## What you will do
Exclude any images and output the remaining records exactly.

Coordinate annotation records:
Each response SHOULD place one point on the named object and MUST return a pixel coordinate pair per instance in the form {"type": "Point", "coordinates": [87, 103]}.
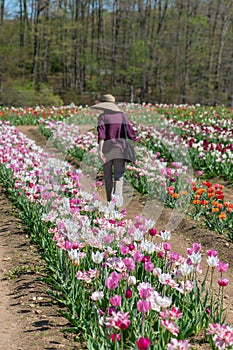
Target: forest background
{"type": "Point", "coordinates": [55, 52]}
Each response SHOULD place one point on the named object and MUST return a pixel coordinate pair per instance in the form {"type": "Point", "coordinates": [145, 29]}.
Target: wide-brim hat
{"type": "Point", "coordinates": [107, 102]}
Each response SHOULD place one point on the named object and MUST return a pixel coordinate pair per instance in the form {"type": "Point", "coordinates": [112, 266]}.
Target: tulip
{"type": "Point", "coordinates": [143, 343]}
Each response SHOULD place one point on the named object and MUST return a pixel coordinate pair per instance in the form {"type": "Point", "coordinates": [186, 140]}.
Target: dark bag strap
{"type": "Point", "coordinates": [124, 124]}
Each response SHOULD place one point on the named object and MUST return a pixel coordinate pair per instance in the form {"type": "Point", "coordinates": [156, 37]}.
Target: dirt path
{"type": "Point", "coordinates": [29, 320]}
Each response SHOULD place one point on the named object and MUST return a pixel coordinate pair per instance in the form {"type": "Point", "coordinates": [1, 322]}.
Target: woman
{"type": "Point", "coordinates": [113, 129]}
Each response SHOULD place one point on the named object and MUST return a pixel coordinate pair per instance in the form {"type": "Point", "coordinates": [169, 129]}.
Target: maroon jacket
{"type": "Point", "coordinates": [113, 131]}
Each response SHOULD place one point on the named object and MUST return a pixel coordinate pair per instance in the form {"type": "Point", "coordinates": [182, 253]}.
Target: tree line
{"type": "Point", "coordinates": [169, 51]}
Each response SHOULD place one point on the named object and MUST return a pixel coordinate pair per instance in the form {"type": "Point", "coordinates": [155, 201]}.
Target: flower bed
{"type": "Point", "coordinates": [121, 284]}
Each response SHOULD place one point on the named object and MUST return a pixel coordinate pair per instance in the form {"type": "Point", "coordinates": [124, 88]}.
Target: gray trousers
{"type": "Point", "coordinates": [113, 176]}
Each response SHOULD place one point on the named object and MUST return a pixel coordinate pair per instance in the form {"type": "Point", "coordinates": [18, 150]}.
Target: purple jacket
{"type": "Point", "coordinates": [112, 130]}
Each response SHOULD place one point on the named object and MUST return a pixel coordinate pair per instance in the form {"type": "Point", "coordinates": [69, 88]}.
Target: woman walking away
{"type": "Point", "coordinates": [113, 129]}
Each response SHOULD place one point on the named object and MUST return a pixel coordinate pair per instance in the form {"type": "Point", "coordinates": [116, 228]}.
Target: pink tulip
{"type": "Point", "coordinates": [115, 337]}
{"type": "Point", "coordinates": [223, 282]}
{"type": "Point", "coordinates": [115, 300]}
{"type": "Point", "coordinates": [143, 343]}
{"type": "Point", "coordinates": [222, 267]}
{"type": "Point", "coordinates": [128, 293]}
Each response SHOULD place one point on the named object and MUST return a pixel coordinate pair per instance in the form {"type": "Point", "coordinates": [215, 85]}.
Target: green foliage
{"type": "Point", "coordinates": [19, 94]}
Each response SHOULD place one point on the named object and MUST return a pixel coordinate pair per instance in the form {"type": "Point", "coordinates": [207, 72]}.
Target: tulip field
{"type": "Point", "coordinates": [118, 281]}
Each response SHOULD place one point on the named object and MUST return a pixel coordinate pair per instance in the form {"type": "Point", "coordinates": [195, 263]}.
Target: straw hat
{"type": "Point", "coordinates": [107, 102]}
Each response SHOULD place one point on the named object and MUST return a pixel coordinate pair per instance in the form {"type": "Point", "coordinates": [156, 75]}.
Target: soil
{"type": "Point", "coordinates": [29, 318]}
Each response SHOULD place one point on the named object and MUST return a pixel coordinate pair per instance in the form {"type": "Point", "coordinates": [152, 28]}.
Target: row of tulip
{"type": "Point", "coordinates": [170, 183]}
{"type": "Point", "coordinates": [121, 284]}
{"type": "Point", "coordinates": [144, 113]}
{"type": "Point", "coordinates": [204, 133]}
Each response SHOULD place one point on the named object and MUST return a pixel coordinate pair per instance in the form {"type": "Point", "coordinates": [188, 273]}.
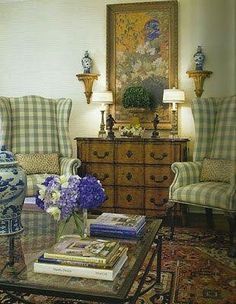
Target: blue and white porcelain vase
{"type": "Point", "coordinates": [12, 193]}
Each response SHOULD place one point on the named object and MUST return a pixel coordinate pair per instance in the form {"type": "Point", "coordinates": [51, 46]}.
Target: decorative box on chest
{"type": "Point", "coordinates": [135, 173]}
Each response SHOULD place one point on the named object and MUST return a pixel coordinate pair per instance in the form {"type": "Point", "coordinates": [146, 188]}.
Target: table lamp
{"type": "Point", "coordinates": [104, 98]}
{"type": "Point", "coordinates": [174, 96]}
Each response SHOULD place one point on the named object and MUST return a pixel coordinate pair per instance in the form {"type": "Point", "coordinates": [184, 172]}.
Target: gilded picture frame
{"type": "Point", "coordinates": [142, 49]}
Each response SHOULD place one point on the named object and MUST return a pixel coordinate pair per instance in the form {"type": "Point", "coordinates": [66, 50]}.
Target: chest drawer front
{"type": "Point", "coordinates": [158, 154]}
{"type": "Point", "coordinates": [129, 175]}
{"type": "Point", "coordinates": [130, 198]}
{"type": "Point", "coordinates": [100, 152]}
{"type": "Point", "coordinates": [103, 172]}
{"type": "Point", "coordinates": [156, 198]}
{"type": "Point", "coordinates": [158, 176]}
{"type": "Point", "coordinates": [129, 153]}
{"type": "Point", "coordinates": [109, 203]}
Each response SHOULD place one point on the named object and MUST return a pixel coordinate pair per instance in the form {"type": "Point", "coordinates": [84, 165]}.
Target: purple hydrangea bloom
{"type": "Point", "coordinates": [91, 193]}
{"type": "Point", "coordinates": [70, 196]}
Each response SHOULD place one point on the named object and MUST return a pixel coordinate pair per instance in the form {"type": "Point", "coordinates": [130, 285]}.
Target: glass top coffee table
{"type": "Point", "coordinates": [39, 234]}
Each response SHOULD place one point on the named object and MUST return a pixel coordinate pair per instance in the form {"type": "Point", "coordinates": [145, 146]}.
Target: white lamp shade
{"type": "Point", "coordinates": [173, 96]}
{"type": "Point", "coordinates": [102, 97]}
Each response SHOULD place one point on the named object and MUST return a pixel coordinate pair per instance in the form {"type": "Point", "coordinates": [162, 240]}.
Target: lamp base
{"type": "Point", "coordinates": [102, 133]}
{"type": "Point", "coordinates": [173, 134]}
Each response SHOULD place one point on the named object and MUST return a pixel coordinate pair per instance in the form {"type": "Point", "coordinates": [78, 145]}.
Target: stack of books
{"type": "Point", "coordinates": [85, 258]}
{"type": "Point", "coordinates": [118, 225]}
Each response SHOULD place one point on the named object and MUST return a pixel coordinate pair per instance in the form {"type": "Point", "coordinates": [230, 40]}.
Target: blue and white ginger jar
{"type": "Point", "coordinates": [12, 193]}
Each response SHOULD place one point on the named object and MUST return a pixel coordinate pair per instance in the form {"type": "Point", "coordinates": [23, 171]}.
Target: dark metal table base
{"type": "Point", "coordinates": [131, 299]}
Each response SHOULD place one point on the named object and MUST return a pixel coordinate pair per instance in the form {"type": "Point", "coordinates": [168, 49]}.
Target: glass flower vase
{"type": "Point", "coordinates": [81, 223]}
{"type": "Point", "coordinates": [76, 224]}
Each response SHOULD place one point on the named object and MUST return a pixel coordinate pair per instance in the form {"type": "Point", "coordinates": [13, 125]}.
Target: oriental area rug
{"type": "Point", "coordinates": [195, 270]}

## Reply to the task
Each response SHOULD place one point on the named object and MUST return a pixel coordinate pair per instance in the form {"type": "Point", "coordinates": [87, 103]}.
Target: forest background
{"type": "Point", "coordinates": [55, 52]}
Each response SHOULD place one point on the named object and MUST return a pixel coordinate pair per instance in the form {"type": "Point", "coordinates": [145, 29]}.
Target: wide-brim hat
{"type": "Point", "coordinates": [107, 102]}
Each response SHOULD place one point on the named object and MUST return a pixel coordinate pair per instance in the form {"type": "Point", "coordinates": [112, 266]}.
Target: tulip
{"type": "Point", "coordinates": [143, 343]}
Each response SHOULD place one point on the named object and MUST return a pixel coordinate pair per instance in the form {"type": "Point", "coordinates": [186, 140]}.
Target: dark bag strap
{"type": "Point", "coordinates": [124, 124]}
Each response SHOULD place one point on the named object and MUST return a pixel coordinate pair per instance in the form {"type": "Point", "coordinates": [156, 37]}.
Target: dirt path
{"type": "Point", "coordinates": [29, 320]}
Each response SHOULD place one point on the named object and MUST return a pixel coordinate pair per instance in the form {"type": "Point", "coordinates": [1, 322]}.
Target: woman
{"type": "Point", "coordinates": [113, 129]}
Each response SHOULD place one point on the named object and MUST return a pixel coordinate pair per instance in the form {"type": "Point", "coordinates": [169, 129]}.
Target: maroon jacket
{"type": "Point", "coordinates": [113, 131]}
Each response SHOULD place one point on the named object and MUST return a pixel coordinate pair per instance in the form {"type": "Point", "coordinates": [182, 253]}.
Target: tree line
{"type": "Point", "coordinates": [169, 51]}
Each response SHOULD place one point on the named object and MUST return a pixel coordinate pair per instance in the form {"type": "Point", "coordinates": [155, 201]}.
Target: flower bed
{"type": "Point", "coordinates": [121, 284]}
Each response SHOULD place one point on the named object and MUST return a pixel coordinate pair per instance in the form {"type": "Point", "coordinates": [124, 88]}.
Target: gray trousers
{"type": "Point", "coordinates": [113, 176]}
Each response SHOULD place one point on the named object and MUST return a pixel coordinate pair per instance in the form {"type": "Point", "coordinates": [18, 150]}.
Target: purple jacket
{"type": "Point", "coordinates": [112, 130]}
Each response SHOULD place one point on the named object and MUST return a pixel coordinate pair per instance in the form {"type": "Point", "coordinates": [69, 88]}.
Target: woman walking away
{"type": "Point", "coordinates": [113, 129]}
Each response SHOULD place one point on the named object and MUST return a pixel coordinate pair per instance in the form {"type": "Point", "coordinates": [116, 228]}.
Target: pink tulip
{"type": "Point", "coordinates": [115, 337]}
{"type": "Point", "coordinates": [223, 282]}
{"type": "Point", "coordinates": [115, 300]}
{"type": "Point", "coordinates": [143, 343]}
{"type": "Point", "coordinates": [222, 267]}
{"type": "Point", "coordinates": [128, 293]}
Each response SHOULD place one point on the named object and MUST return a pixel coordinate pair per instance in the form {"type": "Point", "coordinates": [215, 85]}.
Target: green foliage
{"type": "Point", "coordinates": [19, 94]}
Each response SHOULD place one point on the named object and MUST return a pixel coordinate pair per instance in the form {"type": "Point", "coordinates": [207, 72]}.
Target: tulip field
{"type": "Point", "coordinates": [118, 281]}
Each response SHOULD place one point on the named object and MUST return a pixel coordinate pair per instance in the form {"type": "Point", "coordinates": [195, 263]}.
Target: straw hat
{"type": "Point", "coordinates": [107, 102]}
Each response SHOULD place one point on the named object and MUST return a pixel coordinate pair per instance in the form {"type": "Point", "coordinates": [156, 75]}.
Target: soil
{"type": "Point", "coordinates": [29, 318]}
Each response SHOULD place one point on the named object and MUST return a pixel coordinate pair per instance in the form {"type": "Point", "coordinates": [152, 28]}.
Target: row of tulip
{"type": "Point", "coordinates": [170, 183]}
{"type": "Point", "coordinates": [121, 284]}
{"type": "Point", "coordinates": [144, 113]}
{"type": "Point", "coordinates": [204, 133]}
Each response SHOULD place one point on the named object and MUST return a pixel coordinate pair per instance in the form {"type": "Point", "coordinates": [188, 273]}.
Target: blue and white porcelain vase
{"type": "Point", "coordinates": [12, 193]}
Each response SHOULD place one point on the named object and MUST return a pixel coordinate pair per instance in the form {"type": "Point", "coordinates": [51, 46]}.
Target: decorative box on chest
{"type": "Point", "coordinates": [135, 173]}
Each response SHOULD place one point on the named object and MUST return a pixel coordinate pair per instance in the form {"type": "Point", "coordinates": [146, 188]}.
Target: table lamp
{"type": "Point", "coordinates": [104, 98]}
{"type": "Point", "coordinates": [174, 96]}
Each response SHOULD place one point on the named object and MUST return a pixel coordinate pair per instance in the form {"type": "Point", "coordinates": [184, 172]}.
Target: gilded picture frame
{"type": "Point", "coordinates": [142, 49]}
Each response SHOULD place one point on the named object and MUST return a pixel coordinate pair per instance in the form {"type": "Point", "coordinates": [66, 50]}.
Target: chest drawer front
{"type": "Point", "coordinates": [158, 154]}
{"type": "Point", "coordinates": [129, 175]}
{"type": "Point", "coordinates": [130, 198]}
{"type": "Point", "coordinates": [100, 152]}
{"type": "Point", "coordinates": [103, 172]}
{"type": "Point", "coordinates": [156, 198]}
{"type": "Point", "coordinates": [158, 176]}
{"type": "Point", "coordinates": [129, 153]}
{"type": "Point", "coordinates": [109, 203]}
Each response SHOULD place one point on the named object and MUST return a pixel coordinate pair per instance in the form {"type": "Point", "coordinates": [84, 165]}.
Target: purple hydrangea bloom
{"type": "Point", "coordinates": [91, 193]}
{"type": "Point", "coordinates": [70, 196]}
Each response SHOULD place one point on the named object and MUST return a pixel coordinate pair per instance in the form {"type": "Point", "coordinates": [130, 285]}.
Target: glass top coffee table
{"type": "Point", "coordinates": [39, 234]}
Each response SHOULD place one point on the named object and MUST return a pixel coordinate pair per instance in the form {"type": "Point", "coordinates": [145, 146]}.
Target: white lamp shade
{"type": "Point", "coordinates": [173, 96]}
{"type": "Point", "coordinates": [102, 97]}
Each response SHOULD place one point on the named object and MUST return a pixel coordinate pair per instance in the form {"type": "Point", "coordinates": [162, 240]}.
Target: lamp base
{"type": "Point", "coordinates": [102, 133]}
{"type": "Point", "coordinates": [173, 134]}
Each response SHOULD place one point on the named object and MUST return a pixel coordinate pair per instance in the form {"type": "Point", "coordinates": [78, 145]}.
Target: stack of books
{"type": "Point", "coordinates": [85, 258]}
{"type": "Point", "coordinates": [118, 225]}
Each response SHOULD place one point on the named object and MUST return a pixel coordinate pair per instance in the form {"type": "Point", "coordinates": [230, 40]}.
Target: blue and white ginger jar
{"type": "Point", "coordinates": [12, 193]}
Each response SHOULD place one point on the named object and MUST return a pixel coordinate pair per instance in the form {"type": "Point", "coordinates": [23, 171]}.
Target: dark metal table base
{"type": "Point", "coordinates": [131, 299]}
Each response SHOULD place one point on the named object and MUST return a pixel coordinate pair per instance in the form {"type": "Point", "coordinates": [168, 49]}.
Target: glass flower vase
{"type": "Point", "coordinates": [81, 223]}
{"type": "Point", "coordinates": [76, 224]}
Each response SHOULD place one point on the named object and MUST return a pixel coordinate pair per instance in the form {"type": "Point", "coordinates": [13, 125]}.
Target: oriental area rug
{"type": "Point", "coordinates": [195, 270]}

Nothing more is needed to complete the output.